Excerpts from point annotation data
--------------------

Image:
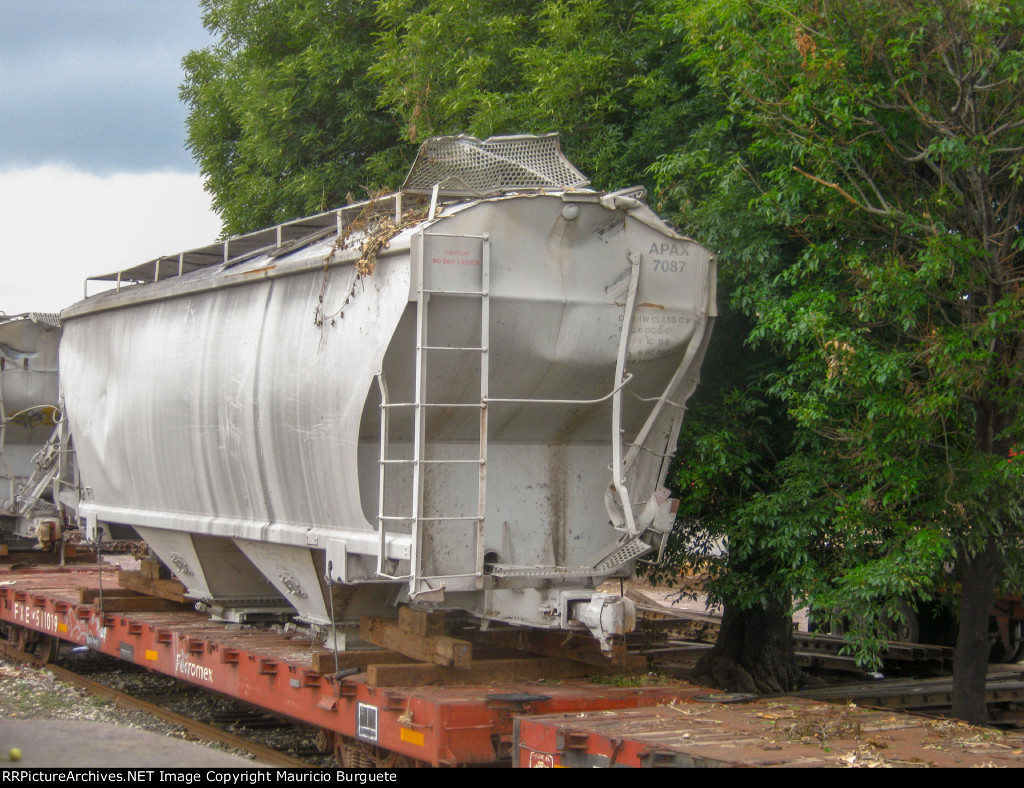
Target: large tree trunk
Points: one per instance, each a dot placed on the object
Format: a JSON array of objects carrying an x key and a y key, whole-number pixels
[
  {"x": 978, "y": 577},
  {"x": 754, "y": 652}
]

--------------------

• What the task asks
Rewrite the rows above with "large tree trunk" changed to "thick tree trunk" and everything else left as it is. Omit the pictures.

• Result of this task
Image:
Target: thick tree trunk
Points: one per instance, each a dot placed on the object
Format: a JSON array of objects carrying an x key and a y key, whole-number pixels
[
  {"x": 978, "y": 577},
  {"x": 754, "y": 652}
]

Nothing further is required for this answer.